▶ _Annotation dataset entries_

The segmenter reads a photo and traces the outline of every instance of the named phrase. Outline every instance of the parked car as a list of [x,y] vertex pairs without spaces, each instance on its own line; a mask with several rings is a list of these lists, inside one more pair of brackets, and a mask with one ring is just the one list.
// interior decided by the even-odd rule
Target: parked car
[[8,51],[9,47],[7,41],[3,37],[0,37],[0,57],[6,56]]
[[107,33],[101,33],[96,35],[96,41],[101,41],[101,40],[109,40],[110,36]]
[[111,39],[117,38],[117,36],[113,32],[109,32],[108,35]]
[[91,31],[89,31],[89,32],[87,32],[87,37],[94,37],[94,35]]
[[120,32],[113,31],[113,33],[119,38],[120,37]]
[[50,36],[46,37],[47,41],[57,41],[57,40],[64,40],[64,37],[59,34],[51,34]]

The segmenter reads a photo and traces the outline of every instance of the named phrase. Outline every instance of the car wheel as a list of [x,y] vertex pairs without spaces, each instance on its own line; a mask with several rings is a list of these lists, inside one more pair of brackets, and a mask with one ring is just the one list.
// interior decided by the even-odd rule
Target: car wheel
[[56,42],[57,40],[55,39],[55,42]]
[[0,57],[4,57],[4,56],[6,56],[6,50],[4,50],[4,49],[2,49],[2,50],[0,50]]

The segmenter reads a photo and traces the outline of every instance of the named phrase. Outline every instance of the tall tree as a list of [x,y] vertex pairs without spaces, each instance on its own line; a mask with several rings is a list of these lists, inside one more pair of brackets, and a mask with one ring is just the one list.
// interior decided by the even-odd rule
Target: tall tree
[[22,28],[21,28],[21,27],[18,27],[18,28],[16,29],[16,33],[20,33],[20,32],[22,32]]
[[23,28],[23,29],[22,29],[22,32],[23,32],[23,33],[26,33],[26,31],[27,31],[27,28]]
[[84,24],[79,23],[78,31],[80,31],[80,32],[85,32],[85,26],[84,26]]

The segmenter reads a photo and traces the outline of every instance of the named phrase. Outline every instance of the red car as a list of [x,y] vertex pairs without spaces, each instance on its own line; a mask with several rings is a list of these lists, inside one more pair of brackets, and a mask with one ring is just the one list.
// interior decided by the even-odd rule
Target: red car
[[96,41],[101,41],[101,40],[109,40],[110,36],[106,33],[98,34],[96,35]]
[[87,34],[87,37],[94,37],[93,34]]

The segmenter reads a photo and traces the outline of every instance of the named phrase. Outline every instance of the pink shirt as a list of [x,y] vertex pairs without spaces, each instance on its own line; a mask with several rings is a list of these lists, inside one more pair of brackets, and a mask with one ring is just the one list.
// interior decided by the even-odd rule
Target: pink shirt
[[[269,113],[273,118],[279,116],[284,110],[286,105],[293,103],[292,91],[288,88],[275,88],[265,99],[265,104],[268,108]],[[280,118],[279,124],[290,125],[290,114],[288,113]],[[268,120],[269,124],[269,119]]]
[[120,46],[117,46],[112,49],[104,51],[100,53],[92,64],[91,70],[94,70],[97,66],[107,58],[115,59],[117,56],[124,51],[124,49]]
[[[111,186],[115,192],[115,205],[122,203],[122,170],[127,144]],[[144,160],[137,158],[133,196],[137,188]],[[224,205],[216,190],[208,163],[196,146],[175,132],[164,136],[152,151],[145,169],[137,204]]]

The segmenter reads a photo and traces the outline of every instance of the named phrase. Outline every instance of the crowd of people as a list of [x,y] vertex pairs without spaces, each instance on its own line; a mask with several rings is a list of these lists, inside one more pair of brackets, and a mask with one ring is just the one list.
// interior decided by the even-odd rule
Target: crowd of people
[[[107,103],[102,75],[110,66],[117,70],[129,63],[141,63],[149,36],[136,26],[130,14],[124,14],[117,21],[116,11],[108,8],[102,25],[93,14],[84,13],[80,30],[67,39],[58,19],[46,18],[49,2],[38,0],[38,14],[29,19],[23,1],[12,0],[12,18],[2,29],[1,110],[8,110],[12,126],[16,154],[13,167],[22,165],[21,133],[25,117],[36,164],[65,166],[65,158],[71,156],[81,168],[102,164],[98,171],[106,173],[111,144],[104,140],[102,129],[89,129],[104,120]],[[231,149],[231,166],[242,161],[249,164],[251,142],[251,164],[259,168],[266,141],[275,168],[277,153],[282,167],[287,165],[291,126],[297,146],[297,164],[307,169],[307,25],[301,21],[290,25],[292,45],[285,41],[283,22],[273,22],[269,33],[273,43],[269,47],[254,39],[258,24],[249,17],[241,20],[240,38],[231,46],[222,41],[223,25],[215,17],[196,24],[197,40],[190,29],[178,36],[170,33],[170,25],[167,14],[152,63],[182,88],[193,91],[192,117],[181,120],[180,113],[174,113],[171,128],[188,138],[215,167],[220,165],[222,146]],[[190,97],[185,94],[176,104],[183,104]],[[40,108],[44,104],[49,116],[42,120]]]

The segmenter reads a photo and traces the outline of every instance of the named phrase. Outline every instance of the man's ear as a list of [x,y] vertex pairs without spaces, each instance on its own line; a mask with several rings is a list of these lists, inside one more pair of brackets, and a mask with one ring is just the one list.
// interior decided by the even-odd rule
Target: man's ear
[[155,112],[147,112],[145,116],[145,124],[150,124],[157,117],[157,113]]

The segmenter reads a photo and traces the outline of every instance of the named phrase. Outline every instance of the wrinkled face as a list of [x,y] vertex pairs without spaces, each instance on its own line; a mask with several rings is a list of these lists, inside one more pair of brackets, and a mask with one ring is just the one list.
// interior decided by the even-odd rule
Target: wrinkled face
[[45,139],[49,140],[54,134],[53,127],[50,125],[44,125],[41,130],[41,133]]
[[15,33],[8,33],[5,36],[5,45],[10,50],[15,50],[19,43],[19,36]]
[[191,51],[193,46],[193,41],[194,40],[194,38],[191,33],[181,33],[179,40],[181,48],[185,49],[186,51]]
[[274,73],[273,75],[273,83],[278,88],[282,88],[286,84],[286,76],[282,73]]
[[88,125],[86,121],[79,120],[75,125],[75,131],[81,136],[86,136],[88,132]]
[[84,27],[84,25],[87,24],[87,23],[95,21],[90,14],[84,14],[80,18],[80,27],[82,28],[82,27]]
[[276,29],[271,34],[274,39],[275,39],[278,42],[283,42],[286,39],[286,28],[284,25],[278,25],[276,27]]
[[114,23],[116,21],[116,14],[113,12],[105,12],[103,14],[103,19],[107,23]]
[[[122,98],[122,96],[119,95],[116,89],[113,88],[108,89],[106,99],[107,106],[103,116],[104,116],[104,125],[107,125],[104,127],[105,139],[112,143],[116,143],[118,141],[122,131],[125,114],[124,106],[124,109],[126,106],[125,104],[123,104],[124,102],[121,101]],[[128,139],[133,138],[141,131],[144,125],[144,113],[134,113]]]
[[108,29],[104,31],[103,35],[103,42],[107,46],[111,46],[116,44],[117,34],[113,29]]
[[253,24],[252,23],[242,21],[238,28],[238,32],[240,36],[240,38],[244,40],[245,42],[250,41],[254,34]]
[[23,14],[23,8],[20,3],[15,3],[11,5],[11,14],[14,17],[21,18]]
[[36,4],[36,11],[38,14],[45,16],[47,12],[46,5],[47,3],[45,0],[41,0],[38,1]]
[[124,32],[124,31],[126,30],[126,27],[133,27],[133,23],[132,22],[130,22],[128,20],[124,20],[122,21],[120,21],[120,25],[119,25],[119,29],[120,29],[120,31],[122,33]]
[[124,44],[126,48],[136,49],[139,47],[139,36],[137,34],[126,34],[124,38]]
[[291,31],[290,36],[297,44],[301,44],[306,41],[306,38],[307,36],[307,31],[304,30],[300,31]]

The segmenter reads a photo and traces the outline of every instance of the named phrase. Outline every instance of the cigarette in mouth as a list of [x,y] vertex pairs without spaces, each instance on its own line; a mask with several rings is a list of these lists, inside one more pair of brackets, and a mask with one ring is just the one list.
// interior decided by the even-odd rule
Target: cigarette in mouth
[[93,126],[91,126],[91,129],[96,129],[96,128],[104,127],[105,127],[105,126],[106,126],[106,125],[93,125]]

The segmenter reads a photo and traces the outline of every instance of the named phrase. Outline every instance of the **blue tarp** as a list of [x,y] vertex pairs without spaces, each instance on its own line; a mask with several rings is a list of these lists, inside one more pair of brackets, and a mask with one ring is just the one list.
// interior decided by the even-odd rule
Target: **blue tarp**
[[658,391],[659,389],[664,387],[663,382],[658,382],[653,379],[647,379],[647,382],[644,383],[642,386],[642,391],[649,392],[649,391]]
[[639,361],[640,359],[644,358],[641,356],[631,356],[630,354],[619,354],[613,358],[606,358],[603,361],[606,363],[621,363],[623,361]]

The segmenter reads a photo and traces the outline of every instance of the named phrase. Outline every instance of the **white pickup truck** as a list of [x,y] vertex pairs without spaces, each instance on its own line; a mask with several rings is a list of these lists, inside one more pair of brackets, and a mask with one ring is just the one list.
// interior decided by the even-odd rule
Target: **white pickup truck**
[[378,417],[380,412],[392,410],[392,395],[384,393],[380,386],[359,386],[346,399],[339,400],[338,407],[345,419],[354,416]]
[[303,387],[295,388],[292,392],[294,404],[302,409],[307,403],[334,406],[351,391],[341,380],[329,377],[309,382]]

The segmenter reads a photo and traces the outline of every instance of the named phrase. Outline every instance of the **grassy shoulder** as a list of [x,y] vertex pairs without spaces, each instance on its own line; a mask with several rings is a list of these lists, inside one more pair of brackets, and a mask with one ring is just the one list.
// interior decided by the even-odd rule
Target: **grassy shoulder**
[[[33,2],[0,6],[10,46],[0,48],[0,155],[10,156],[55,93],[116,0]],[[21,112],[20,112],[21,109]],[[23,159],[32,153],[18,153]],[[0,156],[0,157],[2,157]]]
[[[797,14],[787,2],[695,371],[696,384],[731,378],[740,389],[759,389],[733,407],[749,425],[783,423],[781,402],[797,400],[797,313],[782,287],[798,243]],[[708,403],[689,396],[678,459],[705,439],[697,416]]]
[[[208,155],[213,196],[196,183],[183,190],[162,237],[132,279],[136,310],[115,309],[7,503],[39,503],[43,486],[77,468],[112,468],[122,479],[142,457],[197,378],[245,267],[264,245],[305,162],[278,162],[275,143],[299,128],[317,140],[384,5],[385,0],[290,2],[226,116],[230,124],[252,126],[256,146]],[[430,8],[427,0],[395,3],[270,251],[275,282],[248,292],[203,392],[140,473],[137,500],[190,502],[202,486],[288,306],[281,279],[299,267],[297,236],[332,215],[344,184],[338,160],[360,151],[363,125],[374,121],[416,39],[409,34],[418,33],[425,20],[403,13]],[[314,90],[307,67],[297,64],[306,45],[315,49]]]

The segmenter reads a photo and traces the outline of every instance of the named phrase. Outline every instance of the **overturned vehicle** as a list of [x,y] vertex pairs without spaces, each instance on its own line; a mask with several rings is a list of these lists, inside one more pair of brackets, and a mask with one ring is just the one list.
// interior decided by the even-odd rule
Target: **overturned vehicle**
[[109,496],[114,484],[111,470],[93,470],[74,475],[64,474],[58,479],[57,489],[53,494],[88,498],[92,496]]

▶ _WHAT NEEDS TO BE DONE_
From the line holding "of the **overturned" through the last line above, reproduce each line exactly and add nothing.

▶ _WRITTEN ANSWER_
The segmenter reads a photo and traces the outline of every instance of the named phrase. Outline every instance of the **overturned vehicle** as a list of [x,y] vertex pairs without spaces, each instance on its own line; a mask with several rings is a list of these lists, inside one more pair of brackets, and a mask with one ring is just the one list.
// interior decided by the even-odd rule
Target: **overturned vehicle**
[[109,496],[114,484],[111,470],[93,470],[74,475],[64,474],[58,479],[57,489],[53,494],[88,498],[92,496]]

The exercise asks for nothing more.